> ACTIVITY 1
List the specific substances that the breastfeeding text names as present in breast milk.
> ACTIVITY 2
In the breastfeeding text, what is colostrum?
> ACTIVITY 3
Write out the stretch of the breastfeeding text from "Breast milk contains" through "growth and development.".

> TEXT SECTION
◇ ◇ ◇

Breastfed babies are ten times less likely to be hospitalized with gastro-enteritis in the early months than babies who are fed formula.
Breast milk contains the correct proportion of the right nutrients for a thriving baby. Breast milk also contains considerable unique components such as lactoferrin that provides the highest absorption of iron. Human breast milk also protects the gut from harmful bacteria and contains lipases which help with the digestion of fats, other growth factors and hormones helping with the baby’s growth and development.
The Benefits of Breastfeeding
Breastfeeding baby also provides it with its first immunisation – this is provided by the breast milk. It contains living immune cells and antibodies protecting baby from respiratory and intestinal diseases.
The breastmilk that arrives when the baby is born (colostrum) contains substances that help with the immune system. Babies fed from formula milk are at a higher risk or illnesses such as middle ear infections, pneumonia and stomach flue.

◇ ◇ ◇

> DATA EXCERPTS
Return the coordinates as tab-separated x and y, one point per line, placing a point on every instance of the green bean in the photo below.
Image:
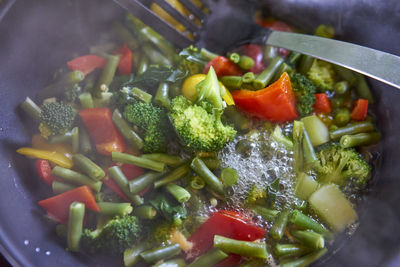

◇ ◇ ◇

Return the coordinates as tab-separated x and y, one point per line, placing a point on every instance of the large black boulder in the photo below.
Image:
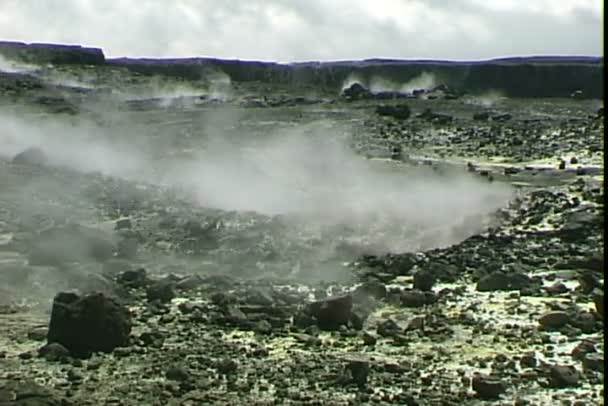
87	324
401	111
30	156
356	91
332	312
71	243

◇ ◇ ◇

> FINAL ANSWER 1
Lactoferrin, lipases, growth factors, hormones, living immune cells, antibodies

> FINAL ANSWER 2
It is the breast milk that arrives when the baby is born.

> FINAL ANSWER 3
Breast milk contains the correct proportion of the right nutrients for a thriving baby. Breast milk also contains considerable unique components such as lactoferrin that provides the highest absorption of iron. Human breast milk also protects the gut from harmful bacteria and contains lipases which help with the digestion of fats, other growth factors and hormones helping with the baby’s growth and development.